__Aim__
From the line with "written like (102,229)." to the final line of the records, reproduce every line exactly and only those lines.
-- BEGIN Data provided --
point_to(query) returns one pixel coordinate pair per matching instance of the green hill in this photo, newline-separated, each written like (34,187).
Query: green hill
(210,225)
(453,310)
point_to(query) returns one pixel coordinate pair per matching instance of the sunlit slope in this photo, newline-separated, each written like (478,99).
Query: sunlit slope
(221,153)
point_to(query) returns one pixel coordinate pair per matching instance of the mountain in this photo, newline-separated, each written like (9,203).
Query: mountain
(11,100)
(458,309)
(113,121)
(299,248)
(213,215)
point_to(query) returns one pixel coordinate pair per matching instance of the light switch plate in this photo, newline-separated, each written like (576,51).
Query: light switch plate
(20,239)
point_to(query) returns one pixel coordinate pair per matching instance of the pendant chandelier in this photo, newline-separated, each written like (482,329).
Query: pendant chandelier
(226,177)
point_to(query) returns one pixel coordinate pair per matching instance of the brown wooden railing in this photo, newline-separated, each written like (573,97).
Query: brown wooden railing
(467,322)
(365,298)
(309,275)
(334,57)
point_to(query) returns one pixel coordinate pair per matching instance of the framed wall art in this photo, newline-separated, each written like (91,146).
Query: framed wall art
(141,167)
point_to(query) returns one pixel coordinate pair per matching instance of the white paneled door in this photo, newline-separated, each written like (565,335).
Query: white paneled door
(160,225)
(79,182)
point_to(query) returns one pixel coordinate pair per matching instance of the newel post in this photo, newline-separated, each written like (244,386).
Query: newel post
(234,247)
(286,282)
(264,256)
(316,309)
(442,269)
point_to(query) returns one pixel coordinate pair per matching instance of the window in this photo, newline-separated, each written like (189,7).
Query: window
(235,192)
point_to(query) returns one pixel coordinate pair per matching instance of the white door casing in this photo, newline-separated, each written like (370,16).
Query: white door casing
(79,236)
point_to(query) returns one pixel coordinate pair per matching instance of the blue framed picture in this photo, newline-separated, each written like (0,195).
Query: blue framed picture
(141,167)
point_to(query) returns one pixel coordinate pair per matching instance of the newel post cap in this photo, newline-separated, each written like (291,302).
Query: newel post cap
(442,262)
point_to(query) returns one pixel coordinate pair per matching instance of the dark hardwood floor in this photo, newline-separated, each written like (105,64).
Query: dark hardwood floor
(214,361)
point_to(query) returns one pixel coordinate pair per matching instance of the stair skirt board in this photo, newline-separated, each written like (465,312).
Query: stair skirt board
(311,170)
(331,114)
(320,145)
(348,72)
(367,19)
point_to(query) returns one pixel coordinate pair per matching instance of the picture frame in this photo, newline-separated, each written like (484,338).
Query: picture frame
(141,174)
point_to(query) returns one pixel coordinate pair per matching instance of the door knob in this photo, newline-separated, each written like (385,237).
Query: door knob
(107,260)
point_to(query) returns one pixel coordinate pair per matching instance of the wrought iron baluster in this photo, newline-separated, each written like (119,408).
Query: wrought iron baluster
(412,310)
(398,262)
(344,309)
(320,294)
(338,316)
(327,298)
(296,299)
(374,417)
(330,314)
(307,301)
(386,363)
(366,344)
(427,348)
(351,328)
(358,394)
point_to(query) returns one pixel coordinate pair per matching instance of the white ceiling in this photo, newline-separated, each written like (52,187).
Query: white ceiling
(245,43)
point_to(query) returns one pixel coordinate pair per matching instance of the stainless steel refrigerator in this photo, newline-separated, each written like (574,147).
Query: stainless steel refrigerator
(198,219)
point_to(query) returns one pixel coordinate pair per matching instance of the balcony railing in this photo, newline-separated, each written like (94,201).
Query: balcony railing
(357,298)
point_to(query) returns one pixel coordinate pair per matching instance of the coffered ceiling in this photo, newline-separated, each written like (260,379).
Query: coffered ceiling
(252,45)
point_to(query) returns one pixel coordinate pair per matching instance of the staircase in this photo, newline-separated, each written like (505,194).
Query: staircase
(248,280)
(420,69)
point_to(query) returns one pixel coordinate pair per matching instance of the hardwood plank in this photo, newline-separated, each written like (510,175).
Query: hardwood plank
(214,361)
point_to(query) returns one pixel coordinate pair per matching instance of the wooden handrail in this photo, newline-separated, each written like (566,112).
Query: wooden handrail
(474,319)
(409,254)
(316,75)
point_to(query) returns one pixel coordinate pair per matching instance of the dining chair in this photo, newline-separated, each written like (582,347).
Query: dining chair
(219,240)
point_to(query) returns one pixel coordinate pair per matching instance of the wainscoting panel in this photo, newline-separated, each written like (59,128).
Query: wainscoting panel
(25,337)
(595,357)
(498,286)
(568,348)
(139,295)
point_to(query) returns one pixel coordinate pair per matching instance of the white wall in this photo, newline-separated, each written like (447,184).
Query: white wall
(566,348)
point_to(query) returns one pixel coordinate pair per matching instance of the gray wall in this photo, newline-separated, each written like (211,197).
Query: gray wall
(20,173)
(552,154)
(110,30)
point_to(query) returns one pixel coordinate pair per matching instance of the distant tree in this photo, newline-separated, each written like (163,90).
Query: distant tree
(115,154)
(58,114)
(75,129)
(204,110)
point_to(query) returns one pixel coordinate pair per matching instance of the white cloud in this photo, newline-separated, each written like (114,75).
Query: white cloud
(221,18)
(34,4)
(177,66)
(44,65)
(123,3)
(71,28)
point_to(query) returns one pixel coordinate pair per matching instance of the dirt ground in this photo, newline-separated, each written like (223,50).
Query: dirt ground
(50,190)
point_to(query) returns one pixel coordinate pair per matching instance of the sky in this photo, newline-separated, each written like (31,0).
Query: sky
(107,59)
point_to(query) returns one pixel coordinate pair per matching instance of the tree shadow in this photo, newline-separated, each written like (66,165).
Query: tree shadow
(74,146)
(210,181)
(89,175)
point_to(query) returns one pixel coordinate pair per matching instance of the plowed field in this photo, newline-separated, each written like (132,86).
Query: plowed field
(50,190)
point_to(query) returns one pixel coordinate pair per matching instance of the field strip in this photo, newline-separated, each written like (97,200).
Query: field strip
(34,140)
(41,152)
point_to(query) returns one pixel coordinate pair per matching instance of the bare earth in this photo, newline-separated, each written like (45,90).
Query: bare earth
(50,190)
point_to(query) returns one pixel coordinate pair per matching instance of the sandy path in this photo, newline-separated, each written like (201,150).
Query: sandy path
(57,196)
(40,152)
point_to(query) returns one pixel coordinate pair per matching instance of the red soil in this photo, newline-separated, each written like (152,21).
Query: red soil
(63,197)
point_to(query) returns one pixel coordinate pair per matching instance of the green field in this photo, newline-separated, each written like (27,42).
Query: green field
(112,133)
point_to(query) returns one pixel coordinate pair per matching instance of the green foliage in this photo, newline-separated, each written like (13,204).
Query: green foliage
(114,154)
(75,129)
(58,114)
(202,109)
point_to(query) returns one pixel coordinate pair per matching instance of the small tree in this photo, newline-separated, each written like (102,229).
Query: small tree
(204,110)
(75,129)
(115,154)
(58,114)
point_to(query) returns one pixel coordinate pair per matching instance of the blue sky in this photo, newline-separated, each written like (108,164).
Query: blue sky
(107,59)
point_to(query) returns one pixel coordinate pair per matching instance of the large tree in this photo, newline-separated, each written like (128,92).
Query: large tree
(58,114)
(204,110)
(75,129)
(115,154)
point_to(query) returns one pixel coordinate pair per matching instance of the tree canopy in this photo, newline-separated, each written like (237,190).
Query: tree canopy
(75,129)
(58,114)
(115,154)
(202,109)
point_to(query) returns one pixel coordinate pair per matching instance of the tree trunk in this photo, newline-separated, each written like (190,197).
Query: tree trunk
-- END Data provided --
__Answer__
point_to(query) returns one pixel coordinate pair per matching instance of the small tree in this photo, newline-separated, each written like (102,229).
Query: small tree
(204,110)
(75,129)
(115,154)
(58,114)
point_to(query) returns one pixel coordinate pair per matching instance of the blue sky in this photo, newline-separated, each written like (108,164).
Query: blue sky
(107,59)
point_to(query) returns one pixel coordinate pair per matching instance of the large tree in this photo, newline-separated, each written like (128,92).
Query: large tree
(58,114)
(204,110)
(75,129)
(115,154)
point_to(query) returns one pixel coordinate pair per matching instance of the tree canopy in this photo, newline-separated, each written like (237,190).
Query: tree canopy
(75,129)
(58,114)
(115,154)
(202,109)
point_to(query) returns one pixel coordinate pair per matching instance of the tree trunk in this photo, newline-separated, each written like (190,197).
Query: tree trunk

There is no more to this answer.